··· TEKSTFRAGMENT

Ik moest wachten in een provisorisch ingerichte ruimte voordat er iets in mn neus en keel gestopt zou worden. Twee jaar was de pandemie nu aan de gang en het zag er uit alsof het vorige week in allerijl was opgezet. Ik had medelijden met de mensen die hier moesten werken.
De uitslag kreeg ik via email. Ik vulde braaf wat vragen in en gaf mijn besmetting door voor de CoronaMelder app. Dat bleek lastiger dan gedacht. Zoals steeds bij corona-informatie vroeg ik me af hoe het zou zijn voor mensen die minder vaardig zijn met taal, apparaten. Ik herinner me nog de tijd dat ik ongeschoold productiewerk deed. ‘s Nachts in een lawaaiige fabriek. Na een paar maanden realiseerde ik me dat ik nooit meer iets las. Ja soms wat losse woorden, exit bijvoorbeeld. En ik schreef natuurlijk ook niet. Zou je het kunnen verleren, dacht ik toen met enige verontrusting. Dat net zoals je spieren verslappen als je niet beweegt langzaam maar zeker je taalvaardigheid verschrompelt. Uiteindelijk lukte het me alle informatie in te voeren.
De moeite bleek voor niets geweest. Niemand in mijn omgeving kreeg een melding dat ze in contact waren geweest met een besmet persoon. De app was als een brandmelder die niets doet als je er op drukt. Ik dacht aan het gebouwtje met de vergane systeemplafonds. De overheid is stuk.
Na een paar dagen verdwenen de verschijnselen, het koortsgevoel zonder koorts, de slappe benen. Op zaterdag mocht ik weer naar buiten. Ik trok mijn hardloopkleding aan. Eindelijk kon dat weer. Dacht ik. Na 1 kilometer moest ik opgeven, dit voelde niet goed. Een vriendin die ik het vertelde reageerde streng: hardlopen was uit den boze. “Daar kun je nu een hartaanval van krijgen.” Ook dat nog. Denk je dat het virus weg is, ligt het in een hinderlaag.
Een paar dagen later probeerde ik het opnieuw. Zelfde resultaat. Ik raadpleegde dr Google, zocht op instagram naar #runaftercovid. Las het relaas van een vrouw die vijf dagen na haar ‘genezing’ plots vermoeidheidsklachten kreeg.

······
··· GEGEVENSUITTREKSEL

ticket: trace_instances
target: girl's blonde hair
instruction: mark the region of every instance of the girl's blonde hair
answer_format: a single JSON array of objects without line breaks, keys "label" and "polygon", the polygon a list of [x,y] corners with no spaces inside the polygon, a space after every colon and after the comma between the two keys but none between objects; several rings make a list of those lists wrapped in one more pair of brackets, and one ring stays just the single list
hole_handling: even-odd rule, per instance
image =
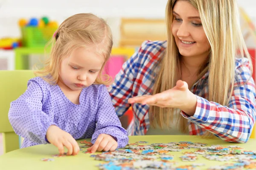
[{"label": "girl's blonde hair", "polygon": [[[169,0],[166,7],[167,46],[165,56],[160,63],[160,71],[154,84],[153,94],[173,88],[176,85],[177,81],[181,79],[180,59],[171,32],[174,18],[173,9],[178,0]],[[251,65],[240,29],[236,1],[182,0],[187,0],[198,10],[204,30],[211,46],[207,63],[200,69],[196,81],[209,71],[208,95],[207,99],[226,106],[233,90],[235,58],[238,56],[238,52],[240,52],[241,57],[247,58]],[[173,108],[150,107],[151,125],[154,127],[156,123],[162,128],[164,125],[169,127],[169,121],[172,120],[175,110]],[[187,132],[188,121],[180,114],[179,116],[180,129],[183,133]],[[204,134],[205,137],[213,136],[209,132]]]},{"label": "girl's blonde hair", "polygon": [[55,84],[58,80],[61,60],[70,56],[76,49],[87,48],[92,45],[98,47],[96,52],[105,60],[94,84],[109,84],[111,79],[106,75],[103,78],[102,72],[111,51],[112,33],[103,19],[91,14],[76,14],[61,23],[47,45],[47,47],[52,46],[50,57],[46,61],[43,69],[35,72],[35,75],[52,84]]}]

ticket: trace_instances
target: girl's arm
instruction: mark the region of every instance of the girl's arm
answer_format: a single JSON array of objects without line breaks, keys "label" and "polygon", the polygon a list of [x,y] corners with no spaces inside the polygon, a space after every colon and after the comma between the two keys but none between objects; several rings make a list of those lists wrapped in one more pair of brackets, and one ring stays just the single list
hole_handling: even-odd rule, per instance
[{"label": "girl's arm", "polygon": [[128,141],[127,132],[122,127],[105,86],[100,86],[98,102],[95,119],[96,128],[92,137],[92,142],[94,143],[100,134],[106,134],[111,135],[117,141],[118,148],[124,147]]},{"label": "girl's arm", "polygon": [[18,135],[38,144],[46,144],[46,132],[52,122],[42,111],[44,97],[41,87],[29,81],[28,88],[17,99],[11,103],[8,116],[11,124]]}]

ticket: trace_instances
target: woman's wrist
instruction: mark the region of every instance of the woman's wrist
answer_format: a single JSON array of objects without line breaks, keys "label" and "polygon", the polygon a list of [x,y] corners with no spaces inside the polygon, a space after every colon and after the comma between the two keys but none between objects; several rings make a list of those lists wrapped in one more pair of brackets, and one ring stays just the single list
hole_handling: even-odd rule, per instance
[{"label": "woman's wrist", "polygon": [[180,109],[189,116],[192,116],[195,112],[197,104],[196,96],[191,92],[189,95],[188,101],[185,103],[183,108]]}]

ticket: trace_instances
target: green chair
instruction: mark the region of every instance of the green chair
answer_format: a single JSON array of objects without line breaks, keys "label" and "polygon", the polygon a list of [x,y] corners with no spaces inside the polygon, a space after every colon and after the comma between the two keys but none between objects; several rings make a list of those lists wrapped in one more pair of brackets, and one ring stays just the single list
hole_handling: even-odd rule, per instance
[{"label": "green chair", "polygon": [[25,92],[28,81],[34,77],[32,70],[0,70],[0,133],[4,153],[19,148],[19,136],[8,119],[10,103]]}]

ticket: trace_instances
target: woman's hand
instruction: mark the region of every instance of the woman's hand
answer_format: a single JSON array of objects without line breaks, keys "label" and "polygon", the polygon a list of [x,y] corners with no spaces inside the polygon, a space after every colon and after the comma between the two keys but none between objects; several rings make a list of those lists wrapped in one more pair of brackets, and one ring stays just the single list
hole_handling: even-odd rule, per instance
[{"label": "woman's hand", "polygon": [[189,90],[185,81],[178,80],[172,89],[154,95],[135,97],[128,99],[130,104],[148,104],[160,107],[178,108],[189,116],[195,112],[196,96]]}]

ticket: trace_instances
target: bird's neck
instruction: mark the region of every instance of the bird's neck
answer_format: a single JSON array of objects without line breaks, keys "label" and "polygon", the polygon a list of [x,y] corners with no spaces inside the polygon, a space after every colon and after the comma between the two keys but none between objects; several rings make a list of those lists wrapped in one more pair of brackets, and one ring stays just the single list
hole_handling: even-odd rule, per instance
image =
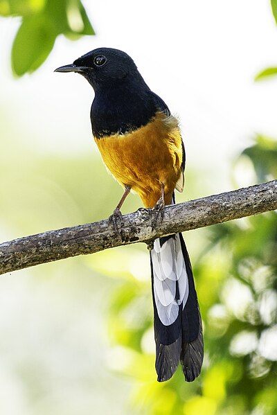
[{"label": "bird's neck", "polygon": [[100,85],[95,92],[91,121],[96,138],[136,130],[155,114],[150,90],[141,76]]}]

······

* OPGAVEN *
**1.** Verander in het verhaal over de coronabesmetting het stuk tussen "De moeite bleek" en "in een hinderlaag.", beide inbegrepen, door "brandmelder" te vervangen door "rookmelder". Geef dat stuk daarna in zijn geheel weer.
**2.** Schrijf het verhaal over de coronabesmetting verder, te beginnen na de laatste zin.

* UITWERKINGEN *
**1.**
De moeite bleek voor niets geweest. Niemand in mijn omgeving kreeg een melding dat ze in contact waren geweest met een besmet persoon. De app was als een rookmelder die niets doet als je er op drukt. Ik dacht aan het gebouwtje met de vergane systeemplafonds. De overheid is stuk.
Na een paar dagen verdwenen de verschijnselen, het koortsgevoel zonder koorts, de slappe benen. Op zaterdag mocht ik weer naar buiten. Ik trok mijn hardloopkleding aan. Eindelijk kon dat weer. Dacht ik. Na 1 kilometer moest ik opgeven, dit voelde niet goed. Een vriendin die ik het vertelde reageerde streng: hardlopen was uit den boze. “Daar kun je nu een hartaanval van krijgen.” Ook dat nog. Denk je dat het virus weg is, ligt het in een hinderlaag.

**2.**
Ineens voelde ik me moe. Die ochtend loste ik zoals iedere dag de mini-kruiswoordpuzzel uit de New York Times op. Het leek wel alsof ze moeilijker waren geworden. Ik scrolde bezorgd door de resultaten uit het verleden. Tot voor m’n besmetting deed ik er 90 seconden over, nu wel twee, drie of zelfs meer minuten. Het virus, het zat niet in alleen in m’n hart maar ook in m’n hersens. Het voelde als een science fiction film en ik dwong mezelf tot kalme rede. Voorheen deed ik ook wel eens lang over de puzzel. Het was vast toeval.
Ondertussen begon de oorlog. Een vriendin stuurde me filmpje van haar achtertuin in Kyiv. Overal dikke zwarte rookwolken. Moord en vernietiging ineens net zo’n dagelijkse realiteit als boodschappen doen. Ze appte of ik een onderkomen wist voor een vrouw, haar puberzoon en drie honden die en route naar Nederland waren. Ik kon niets bedenken dat zelfs maar in de buurt van een oplossing kwam. Alles was ineens een puzzel geworden.
Ik had altijd gedacht dat ik corona zou krijgen als de pandemie zo goed als voorbij was. Op het moment dat niemand meer geïnteresseerd is in dergelijke verhalen. ‘Heb je hem ook. Nu pas.’ Maar ik kon niet bevroeden dat de ziekte overschaduwd zou worden door een veel heviger verontrusting. Door onvoorstelbare taferelen. Ik kijk naar de beelden zoals naar de eerste persconferenties. Gebeurt dit echt nu? Wat zal het volgende worden? Ik weet het niet. Zelfs een buitenaardse invasie klinkt niet meer onwaarschijnlijk.
Ik voel me nog steeds moe. Niet voldoende om in bed te blijven maar te veel om helemaal terug te keren naar het normale leven. Voor zover dat nog bestaat. Misschien komt de vermoeidheid niet door corona maar gewoon door de wereld.